Oliver could help both his cause and other people if he came back to football. Publicity is assured him because he is a performer in one of the most publicized sports ever. He would be using a good game for a great purpose. And football needs real people: actual individuals. Not just football players.
Blaine Newnham's article on Chip Oliver clearly indicates that the former Oakland Raider linebacker really doesn't know what life and football are all about. "I'm no quitter," Oliver says, but what do you call a man considered one of the finest young prospects in pro football who quits the game in the prime of his career? Oliver also claims that the professional game "isn't as tough as the game we played in college." Yet, everyone knows that only the meanest and toughest of college performers have a chance in pro ball, and only a small minority of these players cut the mustard in the big time.
Finally, Oliver comments that the blow that convinced him to quit football was a forearm he received in the middle of his back during a Raider practice session. We are all so sorry, Chip, that you got hit while you weren't looking. What a pity! That is what football is all about, hitting and getting hit. Only the toughest survive, and it is obvious that Chip Oliver did not survive.

» **SOURCE EXCERPT**:
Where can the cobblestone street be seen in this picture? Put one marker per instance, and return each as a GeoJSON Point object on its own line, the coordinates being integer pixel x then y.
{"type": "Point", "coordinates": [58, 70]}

» **WRITTEN TASKS**:
- 1) Can you recast the paragraph beginning "Blaine Newnham's article" in the text on Chip Oliver as a brief list of its main points?
- 2) How would you extend the text on Chip Oliver by a few sentences, starting after its final line?

» **RESULTS OF THE TASKS**:
- 1)
- Blaine Newnham's article on Chip Oliver shows that the former Oakland Raider linebacker doesn't understand what life and football are about.
- Oliver says "I'm no quitter," yet he left the game in the prime of his career, though he was considered one of pro football's finest young prospects.
- He claims the professional game "isn't as tough as the game we played in college."
- In fact, only the meanest and toughest college players get a chance in pro ball, and only a small minority of them succeed.

- 2)
I must congratulate SI for listening to Chip Oliver even though his views do not coincide with the views of the majority of athletes or, for that matter, the majority of people in this country. Thoreau once said, "If a man does not keep pace with his companions, perhaps it is because he hears a different drummer." Maybe we all should try to listen a little more carefully. We could start by facing each other rather than the television set on Sunday afternoons.
JEFFREY A. GLINER
Bowling Green, Ohio
I have been waiting since Armageddon for a Pennant Race (Aug. 5, 1968) for another Mark Kram baseball story, and finally you have printed one—about Baltimore (Discord Defied and Deified, Oct. 5). It was beautiful. Thank you.
Aside from Frank and Brooks of the Orioles, another couple that should be inseparable is Mark Kram and Baltimore. In his Oct. 5 story on the Robinsons we recognize again the familiar milieu ("Only the ordinary go the distance in Baltimore") that we first met in Kram's Oct. 10, 1966 masterpiece, A Wink at a Homely Girl.
Baltimore may be a singles hitter's town, but Kram certainly hits a ton in Maryland.
GEORGE A. SHEEHAN, M.D.
Red Bank, N.J.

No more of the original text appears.